2006年7月14日(金)「しんぶん赤旗」

奨学金

返すに返せぬ

「無職」「低所得」で滞納急増


 日本学生支援機構(旧日本育英会)の奨学金制度の利用者のうち、返済を三カ月以上滞納している人が二〇〇一年度から急増し、〇五年度末時点で十八万五千人に達し、滞納額(延滞債権額)も千八百六十四億円に達することがわかりました。一年以上滞納している人も〇五年度末で、十四万二千人にのぼりました。小泉「改革」のもとで若年者の非正規雇用が拡大するなか、「返すに返せない現状」(日本学生支援機構労働組合)が浮き彫りになりました。


小泉「改革」直撃

 支援機構によると、滞納理由は、「無職・失業」が急増。〇一年度調査では滞納理由の六番目で、6・5%でしたが、〇五年度調査では20・3%で二番目になっています。若年層の低賃金を反映して、「低所得」と答えた人も〇一年度の19・1%から、〇五年度には22・1%になり、滞納理由のトップです。

 また、支援機構が〇四年度に返済を猶予した金額約六百四十四億円のうち失業などにより猶予が認められたのは約85%、二〇〇〇年度から金額で二倍以上に増加しました。生活保護を理由にした返済猶予も約二・五倍に増加しました。

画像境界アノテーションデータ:

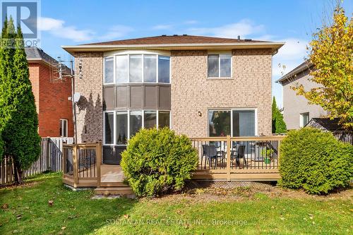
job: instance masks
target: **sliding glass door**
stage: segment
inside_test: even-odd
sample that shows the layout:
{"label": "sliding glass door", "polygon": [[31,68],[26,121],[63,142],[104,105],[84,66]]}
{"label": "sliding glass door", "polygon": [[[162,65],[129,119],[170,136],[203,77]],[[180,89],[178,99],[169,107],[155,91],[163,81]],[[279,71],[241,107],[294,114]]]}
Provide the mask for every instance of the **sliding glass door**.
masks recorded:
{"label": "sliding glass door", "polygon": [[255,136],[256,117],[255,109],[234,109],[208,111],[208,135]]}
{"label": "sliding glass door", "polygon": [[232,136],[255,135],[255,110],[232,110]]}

==

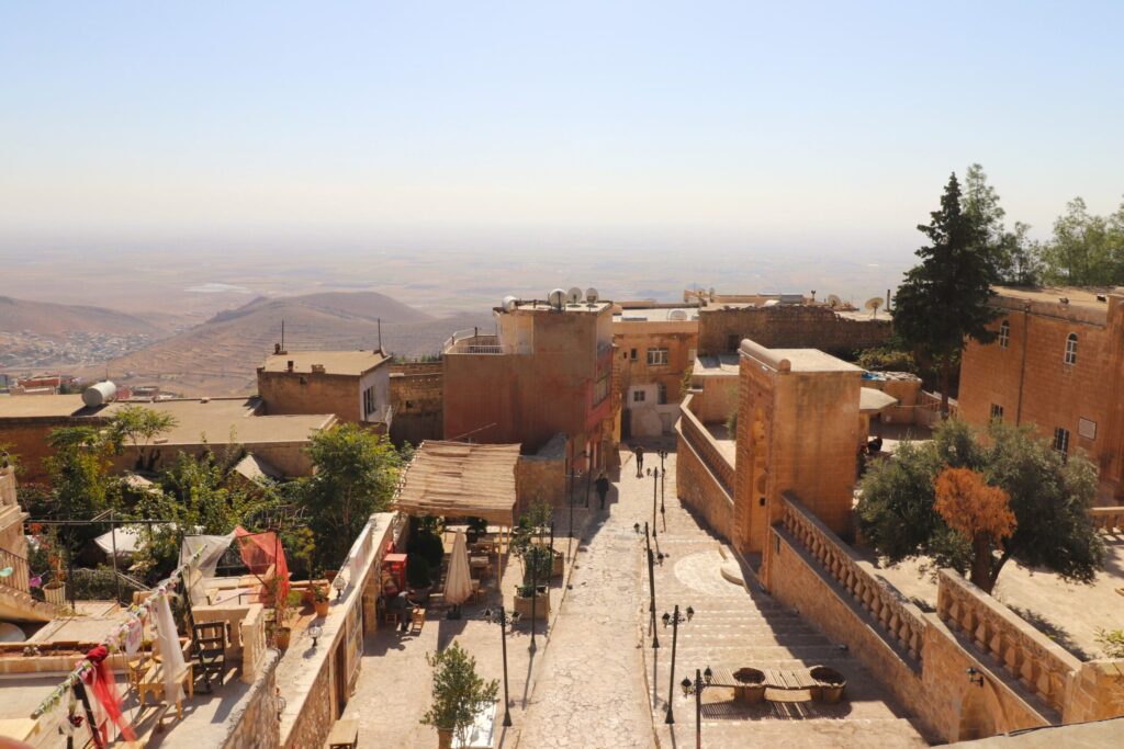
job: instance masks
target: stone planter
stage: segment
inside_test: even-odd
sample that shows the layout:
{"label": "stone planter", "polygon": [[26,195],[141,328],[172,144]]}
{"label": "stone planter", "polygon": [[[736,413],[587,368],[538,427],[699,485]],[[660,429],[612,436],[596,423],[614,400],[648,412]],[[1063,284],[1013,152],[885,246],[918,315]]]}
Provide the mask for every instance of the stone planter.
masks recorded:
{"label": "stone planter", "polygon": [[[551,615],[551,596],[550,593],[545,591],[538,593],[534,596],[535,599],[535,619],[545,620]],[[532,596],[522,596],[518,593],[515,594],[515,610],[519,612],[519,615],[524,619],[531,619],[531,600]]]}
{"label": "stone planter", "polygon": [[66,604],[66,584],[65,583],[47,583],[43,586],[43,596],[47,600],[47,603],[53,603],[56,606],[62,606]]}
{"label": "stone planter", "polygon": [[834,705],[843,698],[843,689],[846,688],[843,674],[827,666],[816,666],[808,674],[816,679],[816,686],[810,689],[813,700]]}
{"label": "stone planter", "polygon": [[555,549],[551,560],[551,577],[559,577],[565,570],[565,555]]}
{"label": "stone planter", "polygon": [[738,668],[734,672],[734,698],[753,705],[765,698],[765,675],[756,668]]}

### [やること]
1: 奨学金滞納の記事のうち、「日本学生支援機構(旧日本育英」を含む語句から書き始め、「なり、滞納理由のトップです。」の後で止めて、その範囲をそのまま書き写すこと。
2: エントリの中から、文字列「every」を含む行をすべて列挙すること。大文字と小文字は区別する。

### [作業別の解答]
1:
日本学生支援機構(旧日本育英会)の奨学金制度の利用者のうち、返済を三カ月以上滞納している人が二〇〇一年度から急増し、〇五年度末時点で十八万五千人に達し、滞納額(延滞債権額)も千八百六十四億円に達することがわかりました。一年以上滞納している人も〇五年度末で、十四万二千人にのぼりました。小泉「改革」のもとで若年者の非正規雇用が拡大するなか、「返すに返せない現状」(日本学生支援機構労働組合)が浮き彫りになりました。


小泉「改革」直撃

 支援機構によると、滞納理由は、「無職・失業」が急増。〇一年度調査では滞納理由の六番目で、6・5%でしたが、〇五年度調査では20・3%で二番目になっています。若年層の低賃金を反映して、「低所得」と答えた人も〇一年度の19・1%から、〇五年度には22・1%になり、滞納理由のトップです。

2:
Provide the mask for every instance of the **sliding glass door**.
Provide the mask for every instance of the stone planter.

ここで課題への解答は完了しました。